====== Supplied data ======

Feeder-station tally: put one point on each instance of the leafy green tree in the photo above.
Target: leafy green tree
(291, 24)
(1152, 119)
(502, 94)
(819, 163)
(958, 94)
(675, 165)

======

Can you retype every item above word for word, with no changes?

# Result of the exercise
Feeder-station tally: put one point on each instance of the leafy green tree in the photo above.
Target: leafy green tree
(291, 24)
(1152, 119)
(502, 94)
(819, 163)
(958, 94)
(675, 165)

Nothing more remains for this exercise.